Start of PROVIDED DATA
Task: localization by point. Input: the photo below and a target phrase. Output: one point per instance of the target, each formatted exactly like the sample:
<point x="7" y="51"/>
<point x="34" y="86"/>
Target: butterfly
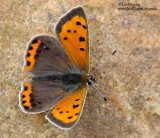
<point x="60" y="71"/>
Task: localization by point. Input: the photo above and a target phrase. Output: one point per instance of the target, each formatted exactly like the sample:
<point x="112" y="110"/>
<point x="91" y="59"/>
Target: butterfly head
<point x="90" y="79"/>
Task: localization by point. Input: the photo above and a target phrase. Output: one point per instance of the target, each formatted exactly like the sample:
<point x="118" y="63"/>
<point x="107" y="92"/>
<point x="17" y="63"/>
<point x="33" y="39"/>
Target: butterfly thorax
<point x="90" y="79"/>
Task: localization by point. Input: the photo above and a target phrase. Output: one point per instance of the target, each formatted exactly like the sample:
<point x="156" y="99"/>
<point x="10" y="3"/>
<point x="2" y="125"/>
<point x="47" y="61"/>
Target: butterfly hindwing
<point x="72" y="31"/>
<point x="36" y="97"/>
<point x="67" y="112"/>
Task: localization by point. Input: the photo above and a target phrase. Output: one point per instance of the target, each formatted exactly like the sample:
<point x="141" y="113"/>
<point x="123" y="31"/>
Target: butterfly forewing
<point x="72" y="31"/>
<point x="59" y="69"/>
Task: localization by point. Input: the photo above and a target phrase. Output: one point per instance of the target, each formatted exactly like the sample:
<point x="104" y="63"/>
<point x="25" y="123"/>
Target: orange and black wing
<point x="72" y="31"/>
<point x="68" y="111"/>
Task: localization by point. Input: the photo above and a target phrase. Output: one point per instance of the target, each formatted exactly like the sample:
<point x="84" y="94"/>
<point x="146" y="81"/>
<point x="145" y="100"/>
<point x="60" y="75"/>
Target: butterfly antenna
<point x="100" y="93"/>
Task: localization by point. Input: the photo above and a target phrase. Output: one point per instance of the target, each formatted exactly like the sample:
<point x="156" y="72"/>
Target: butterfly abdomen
<point x="68" y="82"/>
<point x="72" y="78"/>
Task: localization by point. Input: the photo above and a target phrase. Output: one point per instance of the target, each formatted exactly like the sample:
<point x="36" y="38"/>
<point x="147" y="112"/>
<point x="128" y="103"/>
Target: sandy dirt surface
<point x="130" y="79"/>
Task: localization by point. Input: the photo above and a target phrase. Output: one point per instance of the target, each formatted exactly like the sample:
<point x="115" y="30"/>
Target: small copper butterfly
<point x="60" y="71"/>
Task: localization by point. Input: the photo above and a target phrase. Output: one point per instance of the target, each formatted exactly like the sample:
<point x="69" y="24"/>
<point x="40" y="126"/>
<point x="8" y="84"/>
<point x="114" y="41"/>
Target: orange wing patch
<point x="69" y="109"/>
<point x="72" y="31"/>
<point x="31" y="54"/>
<point x="25" y="96"/>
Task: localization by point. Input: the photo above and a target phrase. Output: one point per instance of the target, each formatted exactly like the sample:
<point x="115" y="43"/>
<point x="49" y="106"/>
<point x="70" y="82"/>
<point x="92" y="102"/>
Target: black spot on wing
<point x="65" y="38"/>
<point x="82" y="49"/>
<point x="77" y="99"/>
<point x="34" y="41"/>
<point x="28" y="63"/>
<point x="70" y="117"/>
<point x="78" y="23"/>
<point x="81" y="39"/>
<point x="30" y="48"/>
<point x="84" y="26"/>
<point x="75" y="106"/>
End of PROVIDED DATA
§ **GOAL OF THE EXERCISE**: Go through the records and repeat each one exactly, skipping anything that is a picture.

§ **SOLUTION FOR THIS EXERCISE**:
Task: localization by point. Input: the photo below and a target phrase. Output: one point per instance of the target, each formatted exactly like the sample:
<point x="7" y="51"/>
<point x="34" y="86"/>
Target: butterfly
<point x="60" y="71"/>
Task: localization by point. Input: the photo above and a target phrase. Output: one point per instance of the target, each formatted exactly like the sample:
<point x="112" y="110"/>
<point x="91" y="59"/>
Target: butterfly head
<point x="90" y="79"/>
Task: localization by point. Input: the photo above and a target phrase. Output: one point per instance of the target, each formatted exactly like the sample:
<point x="118" y="63"/>
<point x="107" y="92"/>
<point x="17" y="63"/>
<point x="33" y="39"/>
Target: butterfly thorax
<point x="90" y="79"/>
Task: localization by point. Input: the photo above and a target phrase. Output: one point per instance of the target, each formatted exactly like the sample:
<point x="156" y="99"/>
<point x="10" y="3"/>
<point x="2" y="125"/>
<point x="47" y="61"/>
Target: butterfly hindwing
<point x="72" y="31"/>
<point x="36" y="97"/>
<point x="67" y="112"/>
Task: localization by point. Input: the photo above and a target phrase. Output: one point per instance of the target, each formatted exactly like the sample:
<point x="141" y="113"/>
<point x="123" y="31"/>
Target: butterfly forewing
<point x="72" y="31"/>
<point x="59" y="69"/>
Task: localization by point. Input: the photo above and a target phrase. Output: one point per instance of the target, each formatted exactly like the sample:
<point x="104" y="63"/>
<point x="25" y="123"/>
Target: orange and black wing
<point x="72" y="31"/>
<point x="68" y="111"/>
Task: localization by point. Input: the photo above and a target phrase. Output: one point per instance of the target, each formatted exactly like the sample:
<point x="84" y="94"/>
<point x="146" y="81"/>
<point x="145" y="100"/>
<point x="60" y="75"/>
Target: butterfly antenna
<point x="100" y="93"/>
Task: localization by point. Input: the photo above and a target phrase. Output: one point per instance of the target, each formatted exactly like the sample:
<point x="156" y="72"/>
Target: butterfly abdomen
<point x="68" y="82"/>
<point x="72" y="78"/>
Task: localization by point. Input: the photo above and a target phrase. Output: one point per instance of the target, each formatted exactly like the sample:
<point x="36" y="38"/>
<point x="147" y="112"/>
<point x="128" y="103"/>
Target: sandy dirt surface
<point x="130" y="79"/>
Task: localization by point. Input: the photo above and a target phrase. Output: one point per instance of the target, each formatted exactly like the sample:
<point x="115" y="30"/>
Target: small copper butterfly
<point x="60" y="71"/>
Task: localization by point. Input: the photo above and a target phrase. Output: one point per instance of the target, each formatted exactly like the sample:
<point x="69" y="24"/>
<point x="40" y="126"/>
<point x="8" y="84"/>
<point x="114" y="41"/>
Target: orange wing patch
<point x="69" y="109"/>
<point x="72" y="31"/>
<point x="31" y="54"/>
<point x="25" y="96"/>
Task: localization by point. Input: the photo above and a target phrase. Output: one point per instance of the target, each formatted exactly like the sample:
<point x="115" y="43"/>
<point x="49" y="106"/>
<point x="70" y="82"/>
<point x="92" y="102"/>
Target: black spot on wing
<point x="65" y="38"/>
<point x="82" y="49"/>
<point x="77" y="99"/>
<point x="34" y="41"/>
<point x="28" y="63"/>
<point x="70" y="117"/>
<point x="78" y="23"/>
<point x="81" y="39"/>
<point x="30" y="48"/>
<point x="84" y="26"/>
<point x="75" y="106"/>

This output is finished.